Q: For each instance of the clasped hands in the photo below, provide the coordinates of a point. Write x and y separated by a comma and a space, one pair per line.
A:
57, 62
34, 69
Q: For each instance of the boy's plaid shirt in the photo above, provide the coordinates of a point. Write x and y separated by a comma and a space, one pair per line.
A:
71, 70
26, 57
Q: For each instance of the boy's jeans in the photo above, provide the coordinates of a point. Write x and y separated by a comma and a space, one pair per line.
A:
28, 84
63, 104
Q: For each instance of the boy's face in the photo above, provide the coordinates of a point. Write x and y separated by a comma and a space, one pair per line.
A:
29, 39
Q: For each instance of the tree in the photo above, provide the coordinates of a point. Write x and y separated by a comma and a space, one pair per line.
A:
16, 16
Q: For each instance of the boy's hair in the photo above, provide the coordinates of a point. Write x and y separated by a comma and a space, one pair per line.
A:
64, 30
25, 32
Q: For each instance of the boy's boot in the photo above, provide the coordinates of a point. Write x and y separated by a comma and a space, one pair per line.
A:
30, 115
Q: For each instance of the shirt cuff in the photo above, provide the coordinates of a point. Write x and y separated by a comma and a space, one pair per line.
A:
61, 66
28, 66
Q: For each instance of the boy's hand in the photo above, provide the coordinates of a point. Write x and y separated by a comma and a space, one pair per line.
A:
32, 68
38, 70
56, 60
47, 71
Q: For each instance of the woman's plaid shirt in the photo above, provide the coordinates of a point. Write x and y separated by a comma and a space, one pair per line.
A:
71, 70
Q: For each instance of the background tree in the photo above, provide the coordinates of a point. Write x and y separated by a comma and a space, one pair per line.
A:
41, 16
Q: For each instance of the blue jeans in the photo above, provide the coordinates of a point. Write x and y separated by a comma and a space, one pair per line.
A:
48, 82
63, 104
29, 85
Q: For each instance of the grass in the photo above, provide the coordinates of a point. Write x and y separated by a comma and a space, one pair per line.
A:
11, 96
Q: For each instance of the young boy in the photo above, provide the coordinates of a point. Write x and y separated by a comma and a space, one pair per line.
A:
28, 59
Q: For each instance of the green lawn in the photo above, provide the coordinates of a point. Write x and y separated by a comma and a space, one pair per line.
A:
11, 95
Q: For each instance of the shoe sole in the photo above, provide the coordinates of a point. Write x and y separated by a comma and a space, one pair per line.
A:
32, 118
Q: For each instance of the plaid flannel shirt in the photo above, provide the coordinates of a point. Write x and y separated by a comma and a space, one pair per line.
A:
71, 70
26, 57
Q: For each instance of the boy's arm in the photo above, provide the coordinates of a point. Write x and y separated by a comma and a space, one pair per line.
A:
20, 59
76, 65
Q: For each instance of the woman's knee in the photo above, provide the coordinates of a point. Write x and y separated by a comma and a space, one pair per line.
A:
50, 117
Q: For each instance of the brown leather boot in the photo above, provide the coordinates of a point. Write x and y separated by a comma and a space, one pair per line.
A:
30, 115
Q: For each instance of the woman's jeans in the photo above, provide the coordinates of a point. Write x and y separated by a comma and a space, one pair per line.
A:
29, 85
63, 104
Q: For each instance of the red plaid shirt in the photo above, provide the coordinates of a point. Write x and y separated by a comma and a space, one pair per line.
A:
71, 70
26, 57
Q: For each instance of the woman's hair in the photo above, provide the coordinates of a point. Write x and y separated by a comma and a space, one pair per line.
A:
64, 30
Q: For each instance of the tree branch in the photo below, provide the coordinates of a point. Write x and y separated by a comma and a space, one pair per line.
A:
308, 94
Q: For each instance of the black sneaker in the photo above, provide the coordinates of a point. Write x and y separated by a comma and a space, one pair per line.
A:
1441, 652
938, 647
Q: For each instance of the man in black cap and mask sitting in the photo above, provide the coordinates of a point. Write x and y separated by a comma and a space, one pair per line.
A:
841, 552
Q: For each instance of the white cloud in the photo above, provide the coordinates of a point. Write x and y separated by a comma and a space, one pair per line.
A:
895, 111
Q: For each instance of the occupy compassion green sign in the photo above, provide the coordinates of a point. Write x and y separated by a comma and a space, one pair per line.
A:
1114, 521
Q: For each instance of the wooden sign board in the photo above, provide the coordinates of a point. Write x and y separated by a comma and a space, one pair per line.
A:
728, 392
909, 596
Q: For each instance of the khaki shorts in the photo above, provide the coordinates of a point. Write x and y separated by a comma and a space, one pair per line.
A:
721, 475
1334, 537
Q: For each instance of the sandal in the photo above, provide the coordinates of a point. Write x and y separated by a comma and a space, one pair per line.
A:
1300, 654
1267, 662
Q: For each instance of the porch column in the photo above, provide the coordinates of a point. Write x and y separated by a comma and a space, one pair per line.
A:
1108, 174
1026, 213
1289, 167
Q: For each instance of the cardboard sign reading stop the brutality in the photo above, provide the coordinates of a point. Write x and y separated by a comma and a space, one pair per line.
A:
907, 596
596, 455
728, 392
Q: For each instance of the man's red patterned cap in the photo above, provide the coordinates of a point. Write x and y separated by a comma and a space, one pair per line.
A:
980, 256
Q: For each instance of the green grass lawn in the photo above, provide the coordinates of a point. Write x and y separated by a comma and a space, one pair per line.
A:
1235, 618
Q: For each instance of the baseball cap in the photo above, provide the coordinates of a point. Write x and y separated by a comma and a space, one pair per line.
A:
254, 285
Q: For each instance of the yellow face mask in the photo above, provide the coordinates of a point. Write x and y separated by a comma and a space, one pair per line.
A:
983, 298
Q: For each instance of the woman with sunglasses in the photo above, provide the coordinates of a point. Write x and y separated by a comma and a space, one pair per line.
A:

______

What you are asked to do:
What is needed is an exact, complete copy of the entries above.

Answer box:
Q: For each instance of the clasped hands in the photo below, provide the coordinates of a point. Write x and y separated by a comma and a space, one pair per line.
A:
57, 62
34, 69
Q: For each instance of the boy's plaid shirt in the photo above, provide the coordinates of a point. Write x and y separated by a comma and a space, one pair per line.
A:
71, 70
26, 57
Q: For each instance of the boy's jeans in the photo above, provide the coordinates of a point. Write x and y separated by a comma and a space, one pair per line.
A:
28, 84
63, 104
Q: For each instance of the boy's face in the photo above, provide the coordinates of a point. Write x and y separated by a comma and a space, one pair per line.
A:
29, 39
Q: For each instance of the tree in the photo above, provide the coordinates of a point. Write x and y separated by a comma and a space, one pair per line.
A:
16, 16
Q: For each instance of the boy's hair in the photo above, provide the coordinates of a point. Write x and y separated by a comma and a space, one pair per line.
A:
64, 30
25, 32
Q: For each instance of the boy's boot in the photo above, provide the coordinates of a point. Write x and y separated by a comma and a space, one pair per line.
A:
30, 115
Q: For each instance of the shirt cuff in the photo above, provide the coordinates of a point. Write x and y separated by a comma and a space, one pair per line.
A:
61, 66
28, 66
Q: For each instance of the boy's hand in the photo above, provide the coordinates of a point. Write x and y separated by a comma and a space, one pair per line.
A:
32, 68
38, 70
56, 60
47, 71
Q: For each instance of the woman's plaid shirt in the photo above, provide the coordinates of a point. Write x and y separated by a comma and a space, one pair per line.
A:
71, 70
Q: For each instance of the background tree in the photo above, provide the coordinates of a point. Write x and y separated by a comma and a space, one pair per line.
A:
41, 16
Q: For each instance of the blue jeans in the photo above, provide the coordinates of a point. Write x and y separated by a comma and a space, one pair per line.
A:
48, 82
63, 104
29, 85
Q: For each instance of the grass in the photo above, provide the coordinates of a point. Write x and y separated by a comma and a space, one pair per line.
A:
11, 96
Q: For each instance of the young boy in the photo above, provide the coordinates of a point. Write x and y separated by a comma and a space, one pair per line.
A:
28, 59
Q: For each instance of the green lawn in the photo above, provide the coordinates of a point. Write x and y separated by a comma and a space, one pair per line.
A:
11, 95
Q: For each instance of the shoe sole in the photo above, provide the coordinates of a point. Write x and y separated by a comma and a space, one pair per line.
A:
32, 118
Q: For each instance of the plaid flannel shirt in the photo above, provide the coordinates of a point. Write x and y separated by a comma and a space, one pair per line.
A:
71, 70
26, 57
Q: For each instance of the boy's arm in the photo above, provide the coordinates of a point. Write x and y separated by a comma and a space, one pair per line.
A:
20, 59
76, 65
Q: For each instance of the woman's knee in the photo above, provide the coordinates of a point. Write x and y separated by a comma and a space, one pair per line.
A:
50, 117
Q: For each instance of the brown leather boot in the photo above, provide the coordinates of a point. Write x and y separated by a comma and a space, one pair per line.
A:
30, 115
Q: For each instance of the woman's jeans in the photo above, provide the coordinates of a point. Write x and y separated by a comma and a space, one pair per line.
A:
29, 85
63, 104
Q: For each instance of the red plaid shirt in the photo above, provide the coordinates of a point. Write x and y separated by a comma and a space, one pair per line.
A:
71, 70
26, 57
Q: For each instance of the woman's hair in the photo above, provide the coordinates of a point. Write x and y separated by a comma and a space, one pair per line.
A:
64, 30
Q: For each instance of the tree branch in the photo below, provide the coordinates of a point. Write x and y separated by a comma and a space, one pair per line.
A:
308, 94
Q: For each instance of the black sneaker in the photo above, provide the coordinates of a point. Write x and y separated by a comma and a space, one pair per line.
A:
1441, 652
938, 647
Q: For each instance of the man in black cap and mask sitting in the photo above, provide the coordinates of a point. Write x and y separated by a comma and a space, one pair per line.
A:
841, 552
Q: For each instance of the white cloud in the photo above, provide the coordinates of a point. Write x and y separated by a comma and a space, one pair per line.
A:
895, 111
Q: For each instance of the occupy compassion green sign in the photo above, provide the coordinates of a point. Write x and y separated by a comma and a space, one pair per line.
A:
1114, 521
Q: For each instance of the wooden sign board in the photo above, provide the coordinates of a point. Write x and y separated by a comma and a space, one pair per line.
A:
728, 392
909, 596
Q: For each instance of the khaki shorts in the photo above, provide the coordinates of a point. Write x and y separated by a comma and a space, one pair per line.
A:
721, 475
1334, 537
Q: For each instance of the sandal in the photo above, provide the coordinates of a point. Write x and y separated by a comma and a space, one pair per line.
A:
1300, 654
1267, 662
Q: For each instance of the porch column in the photo above, provide the coordinates of a point. Write x and y separated by a comma and a space, one pair per line.
A:
1108, 174
1026, 213
1289, 167
Q: For each instance of the cardboard sign reading stop the brutality in the photo above, provide the coordinates of a point. Write x and y separated by a comma and a space, one pair per line.
A:
907, 596
596, 455
728, 392
Q: For each instance of the man's red patterned cap in the photo above, provide the coordinates of a point. Write x and y separated by a comma and a space, one pair per line.
A:
980, 256
Q: For each instance of the green grass lawn in the photo above, provide the coordinates of a point. Write x and y separated by a comma and a space, one pair per line.
A:
1235, 618
Q: For each instance of the baseball cap in the photo above, provide the coordinates of a point. Write x and y separated by a comma and a space, one pair per line.
A:
254, 285
Q: For each instance of the yellow face mask in the photo above, provide the coordinates of a point. Write x and y separated by a comma and a space, one pair per line.
A:
983, 298
Q: For each instance of the woman with sunglasses in the photo above, provide the coordinates of a point. Write x and y separated by a comma and a space, one pair per line.
A:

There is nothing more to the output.